**AIM OF THE TASK**: An exact reproduction of all the data is needed, with no images in it.

(Stored data entries)
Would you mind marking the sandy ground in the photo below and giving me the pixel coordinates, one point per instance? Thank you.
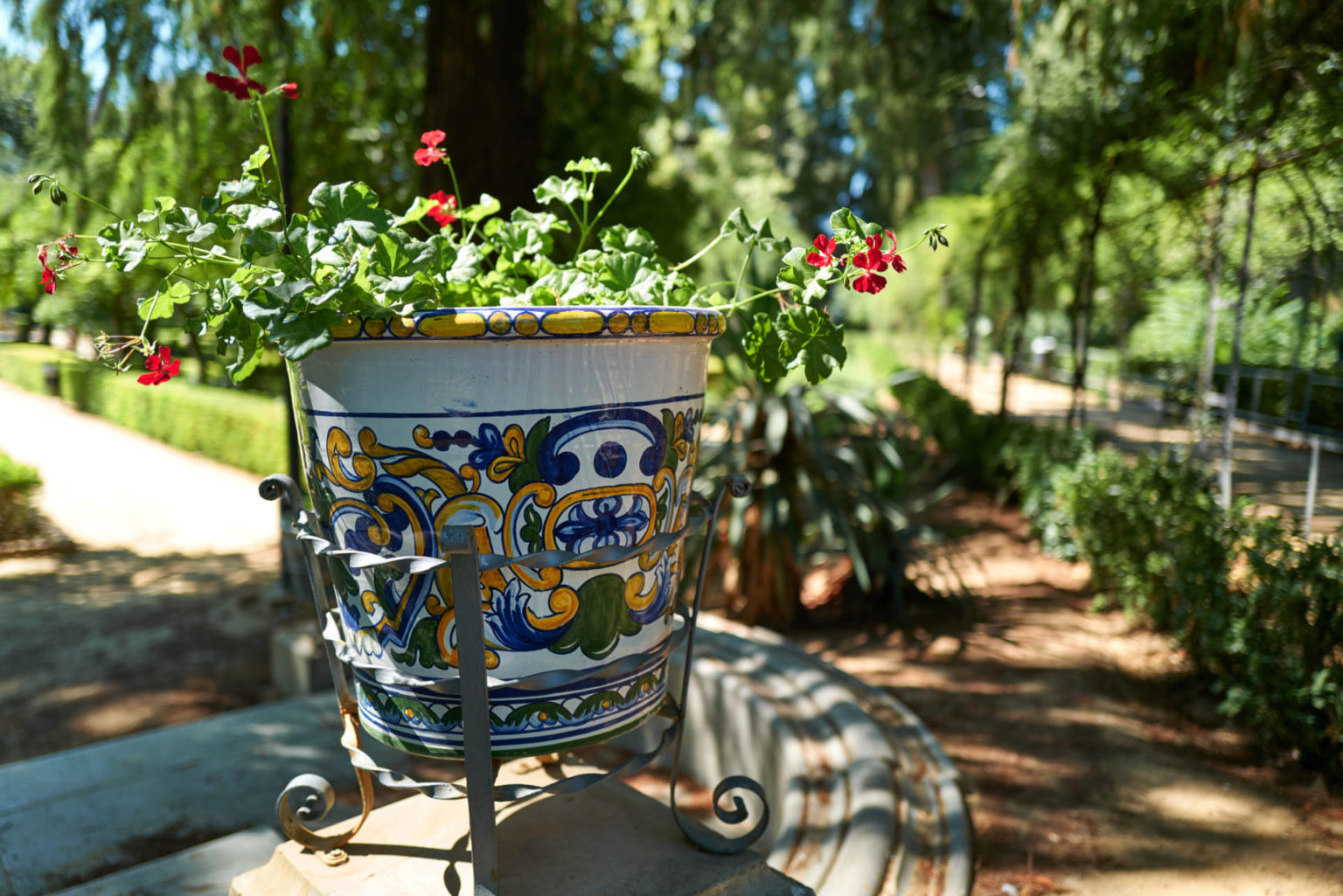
(157, 618)
(1270, 473)
(1082, 775)
(1074, 733)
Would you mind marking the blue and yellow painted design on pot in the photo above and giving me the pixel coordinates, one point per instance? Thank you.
(536, 323)
(556, 427)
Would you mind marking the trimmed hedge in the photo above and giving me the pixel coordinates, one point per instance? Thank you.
(1256, 603)
(22, 365)
(17, 483)
(238, 428)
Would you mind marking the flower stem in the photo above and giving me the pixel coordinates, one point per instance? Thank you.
(457, 191)
(699, 254)
(591, 226)
(92, 202)
(275, 160)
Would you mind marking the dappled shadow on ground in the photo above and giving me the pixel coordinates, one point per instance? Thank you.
(1092, 758)
(98, 643)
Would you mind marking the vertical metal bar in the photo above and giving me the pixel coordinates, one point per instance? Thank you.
(272, 488)
(460, 547)
(1312, 481)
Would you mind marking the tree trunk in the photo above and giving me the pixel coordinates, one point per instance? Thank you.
(1022, 293)
(477, 89)
(977, 302)
(1217, 214)
(1233, 379)
(1084, 295)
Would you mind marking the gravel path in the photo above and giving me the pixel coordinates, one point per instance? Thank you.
(1268, 472)
(110, 488)
(157, 617)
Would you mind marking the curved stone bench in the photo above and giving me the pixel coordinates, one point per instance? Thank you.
(864, 800)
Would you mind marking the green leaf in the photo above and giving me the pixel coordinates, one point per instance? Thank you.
(301, 335)
(257, 160)
(261, 242)
(588, 165)
(255, 217)
(846, 226)
(566, 190)
(416, 212)
(758, 234)
(540, 220)
(164, 302)
(124, 245)
(621, 270)
(601, 620)
(466, 267)
(480, 212)
(388, 257)
(351, 212)
(809, 339)
(516, 242)
(762, 348)
(619, 238)
(162, 205)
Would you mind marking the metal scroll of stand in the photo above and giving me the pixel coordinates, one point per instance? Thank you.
(471, 683)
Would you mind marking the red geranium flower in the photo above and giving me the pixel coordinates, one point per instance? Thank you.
(896, 262)
(160, 365)
(871, 260)
(66, 254)
(431, 153)
(825, 254)
(240, 87)
(442, 208)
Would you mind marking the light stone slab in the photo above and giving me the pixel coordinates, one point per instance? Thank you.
(609, 840)
(203, 870)
(84, 813)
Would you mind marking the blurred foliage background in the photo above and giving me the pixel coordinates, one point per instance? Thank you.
(1152, 180)
(1111, 172)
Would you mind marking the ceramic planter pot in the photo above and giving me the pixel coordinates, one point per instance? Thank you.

**ANSWER SPACE**:
Would you mind marking the sandy ground in the photo below and giving me the pixel coordinates, one point per instance? Thank you.
(157, 618)
(1270, 473)
(1082, 775)
(1074, 733)
Would you mind marking the blue and yellow painted design on pot in the photo above and giving me the pixel coordinates, one point per instance? Thank you.
(536, 323)
(556, 427)
Would you mind marking the trimmed hedge in the photo above and giving me the pixel coordinates, one point per instance? Thank you.
(1256, 603)
(22, 365)
(17, 483)
(238, 428)
Would you mind marking the flower stem in the photo above and giving me the pixel coordinates, one point per instance? Thank you.
(457, 191)
(699, 254)
(591, 226)
(92, 202)
(275, 160)
Would you mind marking the dappled shadow on ground in the photo above and giving me the pixel coordinates, one point per instance? Thank you.
(1092, 758)
(98, 643)
Would you mind marking the vertical metal bar in the photo above and giving me the pixel coordinates, one point per instance? Thank you.
(272, 488)
(460, 547)
(1312, 481)
Would you mind marking the tree trunk in the photo above and giving me the pixel coordinates, one point per instance? Thank you.
(1022, 293)
(477, 89)
(977, 302)
(1217, 214)
(1233, 379)
(1084, 295)
Would you mind marking the gravel path in the photo above and giving me the pixel coordinates, one point per instance? Thank you.
(1268, 472)
(110, 488)
(157, 617)
Would you mind marking the curved stone bench in the photo above and giving me the pixel coordinates, one point per instance? Thank you.
(864, 800)
Would you mind marking the green leaf in the photo above and giving me the pixel coordinates, one point per instance? Thank you.
(301, 335)
(257, 160)
(261, 242)
(588, 165)
(255, 217)
(846, 226)
(566, 190)
(416, 212)
(758, 234)
(540, 220)
(164, 302)
(124, 245)
(621, 270)
(601, 620)
(466, 267)
(480, 212)
(388, 257)
(351, 212)
(809, 339)
(516, 242)
(762, 348)
(619, 238)
(162, 205)
Would you mind marking the metal scroll of stand in the photo above and giving me the pixel coordinates, one point per instance? Thank you.
(471, 683)
Would you mind marking the red geranium flower in the photo above and giving me the pixel coordinates, one point per instance? Thank you.
(896, 262)
(160, 365)
(871, 260)
(66, 254)
(431, 153)
(825, 254)
(240, 87)
(442, 208)
Would you mind marking the light stone slab in the photo above and giving me the pixel coordinates, one point per instance? Thank you.
(609, 840)
(203, 870)
(84, 813)
Would you mind marking the blurred foliage background in the photo above and giving me the pixel coordinates, one point per instance? Thank you.
(1152, 180)
(1111, 172)
Would you mind marking the ceramic planter pot in the photo above and giving me the pixel coordinates, one point per instance? Thank you.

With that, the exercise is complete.